### Brano da leggere
L’eterofobia, un tema con cui si è aperto un dibattito forse più politico che culturale, sul quale è importante andare a fondo. È facile parlare di eterofobia utilizzando i termini del leader della Lega, il quale, in seguito alla proposta del Ddl Zan contro l’omobitransfobia, ha affermato: “Allora presentiamo pure una legge contro l’eterofobia”. È facile servirsene perché un disegno di legge mette in discussione la possibilità dei gruppi conservatori di rimanere in eterno gli unici rispettabili e predominanti.

In un mondo in cui si cerca di spiegare quant’è importante allargare i diritti, poiché un diritto non ne esclude un altro. In un mondo in cui è necessario comprendere che non si può sconfiggere una paura diffondendo altra paura. È in questo mondo che il reale significato dell’eterofobia va analizzato dal punto di vista della sessualità, della psiche, del razzismo, in modo però che nessuno di questi ambiti lo condizioni totalmente.

L’etimologia della parola “eterofobia” e il suo significato

Contrariamente a quanto si potrebbe pensare, la parola eterofobia esisteva già prima dell’intervento in conferenza stampa di Matteo Salvini: è, infatti, un vocabolo formato da una radice greca “hetero“, cioè altro, diverso e dal suffisso “-fobia”, cioè paura, rifiuto. Da ciò se ne deduce, quindi, un’interpretazione etimologica che la delinea come quella generale ostilità verso tutto ciò che è ritenuto diverso o altro al di fuori di sé: non scende, quindi, nello specifico di una motivazione religiosa, di genere, di orientamento sessuale o etnia, come, ad esempio, per quanto concerne la xenofobia.

In una società in cui nascono sempre più occasioni di entrare in contatto con la diversità, ma in cui probabilmente non si hanno ancora tutti gli strumenti per accoglierla, comprenderla e farla propria, è molto facile attribuire alle parole un significato troppo specifico o fuorviante, generando e diffondendo nuove e infondate paure, proprio come ha fatto il leader leghista con il suo intervento.

Il termine eterofobia non è presente nei dizionari della lingua italiana, tuttavia, a quanto pare, esiste o comunque ha in qualche modo preso forma. Questo dualismo fra la non ufficialità e l’utilizzo ufficioso lo rende veicolo di possibili utilizzi impropri, strumentalizzazioni ed attribuzioni di significati discordanti o poco convincenti. Si pensi ad esempio, a quelle opinioni paradossali che la vedrebbero come l’opposto dell’omofobia, ossia come l’avversione per gli eterosessuali in quanto tali, portando addirittura il termine sulla strada della discriminazione e non su quella di una semplice paura.

Quando e come si è parlato di eterofobia

Se è vero che la lingua racconta la storia di un popolo e la sua evoluzione, l’assenza dell’eterofobia nei dizionari della lingua italiana farebbe pensare che in sé per sé il fenomeno non esista nella realtà. Per lo meno, non come atto discriminatorio nei confronti degli eterosessuali, qual è invece l’omofobia nei confronti degli omosessuali.

### Consegna
Puoi riscrivere il brano sull'eterofobia cominciando da "In un mondo in cui si" e proseguendo fino a "lo condizioni totalmente.", sostituendo "mondo" con "contesto"? Rispondi basandoti solo sul brano.

### Materiale fornito
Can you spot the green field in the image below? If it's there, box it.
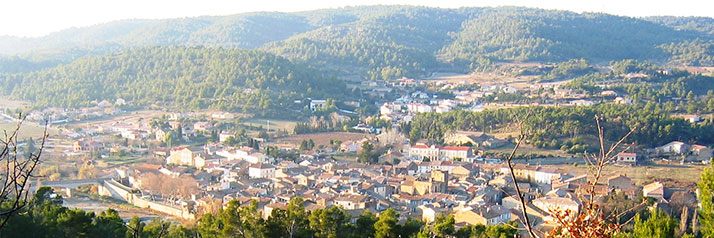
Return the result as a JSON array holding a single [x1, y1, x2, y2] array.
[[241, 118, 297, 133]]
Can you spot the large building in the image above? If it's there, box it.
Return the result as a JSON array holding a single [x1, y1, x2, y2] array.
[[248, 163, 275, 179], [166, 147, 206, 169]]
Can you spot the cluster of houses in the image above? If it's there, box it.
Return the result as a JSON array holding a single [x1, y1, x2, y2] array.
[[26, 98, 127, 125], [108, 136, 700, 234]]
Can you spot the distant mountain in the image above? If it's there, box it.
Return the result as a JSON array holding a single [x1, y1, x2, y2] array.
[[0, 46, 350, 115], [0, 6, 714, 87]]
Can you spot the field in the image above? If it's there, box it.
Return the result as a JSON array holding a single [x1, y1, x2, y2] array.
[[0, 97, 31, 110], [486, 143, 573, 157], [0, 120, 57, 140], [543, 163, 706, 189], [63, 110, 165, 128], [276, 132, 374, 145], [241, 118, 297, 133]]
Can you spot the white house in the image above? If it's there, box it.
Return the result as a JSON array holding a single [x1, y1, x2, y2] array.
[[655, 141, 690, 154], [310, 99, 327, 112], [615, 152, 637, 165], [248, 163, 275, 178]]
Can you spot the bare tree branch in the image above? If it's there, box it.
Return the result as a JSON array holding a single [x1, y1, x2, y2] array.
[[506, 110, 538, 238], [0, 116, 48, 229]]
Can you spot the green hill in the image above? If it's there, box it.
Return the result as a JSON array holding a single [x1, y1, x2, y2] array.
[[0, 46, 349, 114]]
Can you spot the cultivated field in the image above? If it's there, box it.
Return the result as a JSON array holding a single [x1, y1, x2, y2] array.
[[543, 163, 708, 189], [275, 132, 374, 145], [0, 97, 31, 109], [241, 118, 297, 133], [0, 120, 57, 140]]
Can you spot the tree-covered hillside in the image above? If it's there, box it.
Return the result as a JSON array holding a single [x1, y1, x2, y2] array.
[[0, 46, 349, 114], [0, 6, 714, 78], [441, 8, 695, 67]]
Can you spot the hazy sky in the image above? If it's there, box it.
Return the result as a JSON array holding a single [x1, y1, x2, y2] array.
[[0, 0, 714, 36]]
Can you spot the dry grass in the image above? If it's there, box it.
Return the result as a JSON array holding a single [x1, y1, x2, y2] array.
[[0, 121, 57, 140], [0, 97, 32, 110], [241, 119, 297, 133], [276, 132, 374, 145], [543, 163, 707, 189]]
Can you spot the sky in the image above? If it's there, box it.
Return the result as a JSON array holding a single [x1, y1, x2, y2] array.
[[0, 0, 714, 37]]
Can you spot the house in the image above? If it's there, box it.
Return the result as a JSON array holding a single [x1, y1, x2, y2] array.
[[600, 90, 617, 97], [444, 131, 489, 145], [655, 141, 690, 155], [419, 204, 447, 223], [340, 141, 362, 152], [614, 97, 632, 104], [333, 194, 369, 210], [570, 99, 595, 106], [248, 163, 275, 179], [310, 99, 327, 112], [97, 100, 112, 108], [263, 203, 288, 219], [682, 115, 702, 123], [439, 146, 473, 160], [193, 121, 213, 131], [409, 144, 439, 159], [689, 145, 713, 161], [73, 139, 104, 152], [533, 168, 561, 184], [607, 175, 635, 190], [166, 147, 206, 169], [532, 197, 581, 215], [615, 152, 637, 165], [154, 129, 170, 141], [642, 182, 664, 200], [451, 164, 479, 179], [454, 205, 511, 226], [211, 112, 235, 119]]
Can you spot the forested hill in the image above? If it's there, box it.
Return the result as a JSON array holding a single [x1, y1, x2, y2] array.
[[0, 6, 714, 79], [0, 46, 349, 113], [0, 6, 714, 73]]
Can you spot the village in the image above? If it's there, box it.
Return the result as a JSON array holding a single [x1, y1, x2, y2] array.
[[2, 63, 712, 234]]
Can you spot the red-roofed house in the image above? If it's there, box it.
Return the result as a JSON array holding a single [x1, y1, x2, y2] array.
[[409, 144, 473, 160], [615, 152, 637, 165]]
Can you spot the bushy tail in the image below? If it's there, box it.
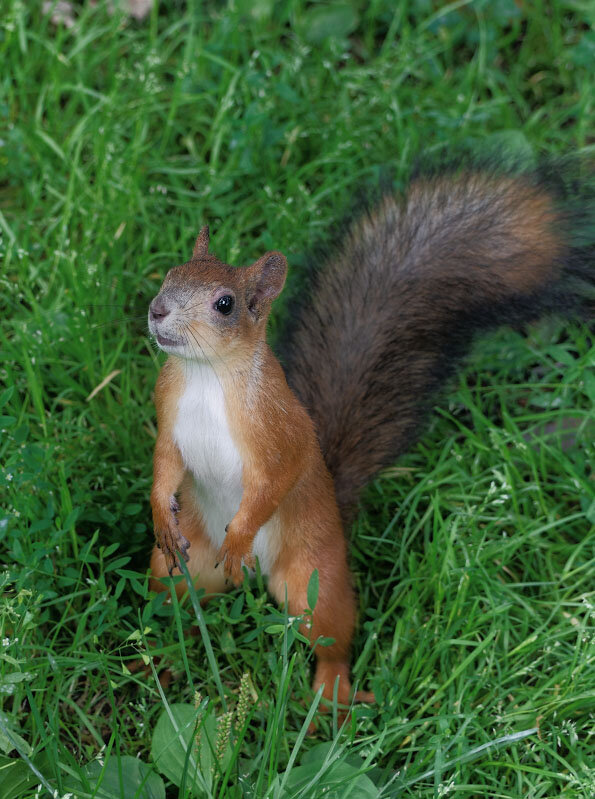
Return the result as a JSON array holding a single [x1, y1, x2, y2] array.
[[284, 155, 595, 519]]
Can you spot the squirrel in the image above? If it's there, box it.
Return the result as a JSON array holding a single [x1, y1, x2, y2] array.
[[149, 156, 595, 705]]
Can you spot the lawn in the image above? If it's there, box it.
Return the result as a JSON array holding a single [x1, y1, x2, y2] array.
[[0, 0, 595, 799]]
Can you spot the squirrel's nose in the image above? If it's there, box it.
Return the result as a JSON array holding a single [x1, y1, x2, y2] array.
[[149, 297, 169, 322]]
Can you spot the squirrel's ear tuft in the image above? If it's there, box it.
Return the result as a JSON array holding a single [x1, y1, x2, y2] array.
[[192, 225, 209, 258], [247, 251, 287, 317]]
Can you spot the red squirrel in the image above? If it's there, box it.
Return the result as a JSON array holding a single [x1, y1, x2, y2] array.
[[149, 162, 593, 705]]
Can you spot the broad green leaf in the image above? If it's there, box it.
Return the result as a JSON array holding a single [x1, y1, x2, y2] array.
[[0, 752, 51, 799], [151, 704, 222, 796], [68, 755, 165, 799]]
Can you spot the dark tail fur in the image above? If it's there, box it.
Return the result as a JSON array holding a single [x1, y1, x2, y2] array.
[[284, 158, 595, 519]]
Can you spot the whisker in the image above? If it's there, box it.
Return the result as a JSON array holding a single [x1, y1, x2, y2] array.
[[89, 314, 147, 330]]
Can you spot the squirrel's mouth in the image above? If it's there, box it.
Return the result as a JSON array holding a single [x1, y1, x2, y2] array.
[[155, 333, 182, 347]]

### Soluzione
In un contesto in cui si cerca di spiegare quant’è importante allargare i diritti, poiché un diritto non ne esclude un altro. In un contesto in cui è necessario comprendere che non si può sconfiggere una paura diffondendo altra paura. È in questo contesto che il reale significato dell’eterofobia va analizzato dal punto di vista della sessualità, della psiche, del razzismo, in modo però che nessuno di questi ambiti lo condizioni totalmente.